§ RECORDS FOR THIS EXERCISE:

================

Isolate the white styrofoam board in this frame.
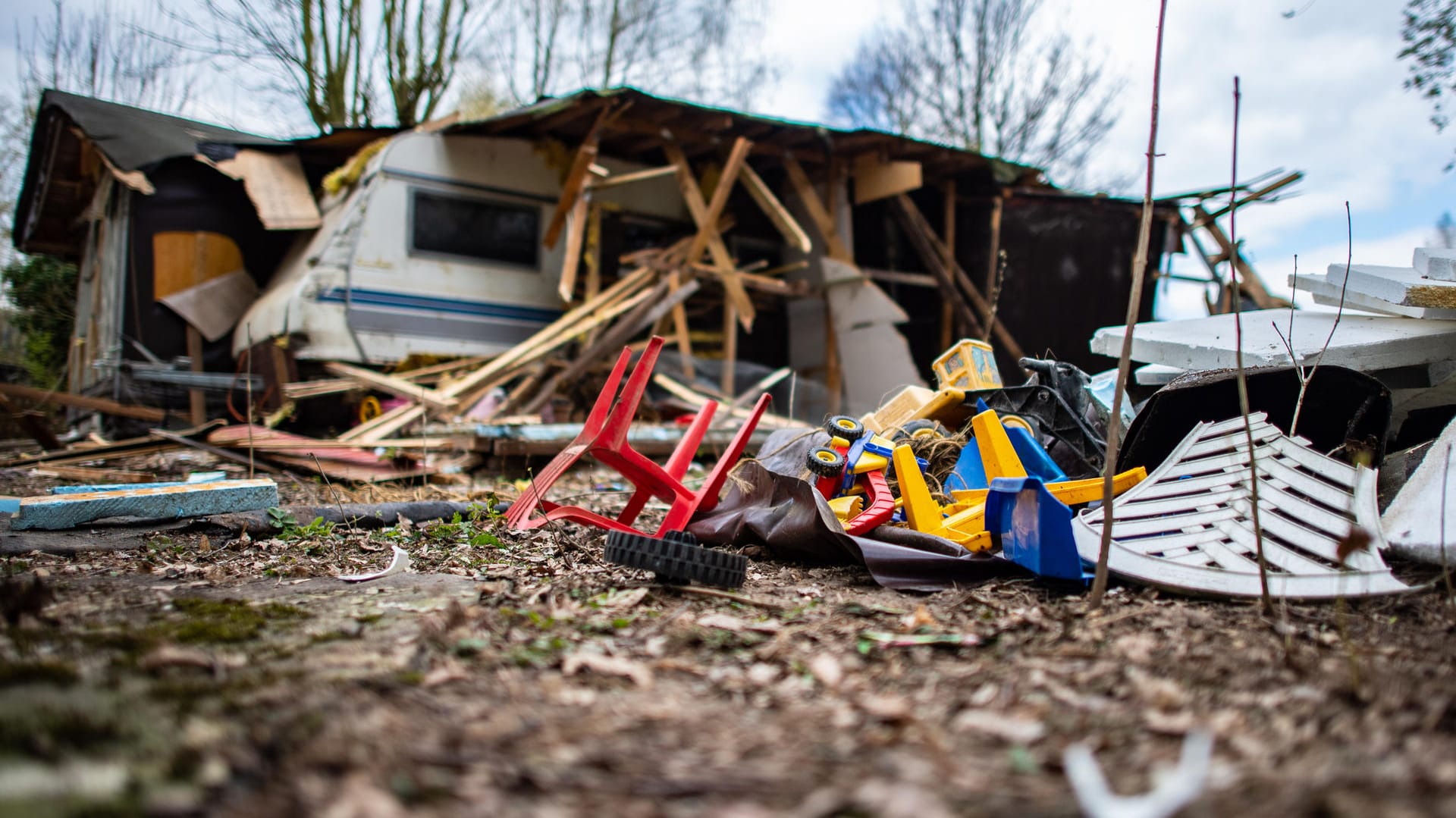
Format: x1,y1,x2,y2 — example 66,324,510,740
1133,364,1187,386
1410,247,1456,281
1288,268,1456,320
1087,310,1456,371
1380,413,1456,565
1326,264,1456,309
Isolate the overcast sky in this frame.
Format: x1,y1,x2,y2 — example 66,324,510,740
0,0,1456,312
764,0,1456,313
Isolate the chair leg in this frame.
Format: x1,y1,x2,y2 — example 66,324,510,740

================

§ WHAT IS REQUIRED: Write out the records above word for word, leaving out the pictures.

§ FULL OUTPUT:
Isolate the white styrofoam board in this frame.
Format: x1,y1,x2,y2 — example 66,324,510,740
1133,364,1187,386
1410,247,1456,281
1288,268,1456,320
1087,310,1456,371
1380,413,1456,565
1326,264,1456,309
Isolate the overcast sky in this frame.
Format: x1,y1,x2,y2 — example 66,324,510,740
0,0,1456,312
764,0,1456,313
Isolate the chair leg in this frame.
Format: x1,y1,x2,y2 — example 66,324,510,740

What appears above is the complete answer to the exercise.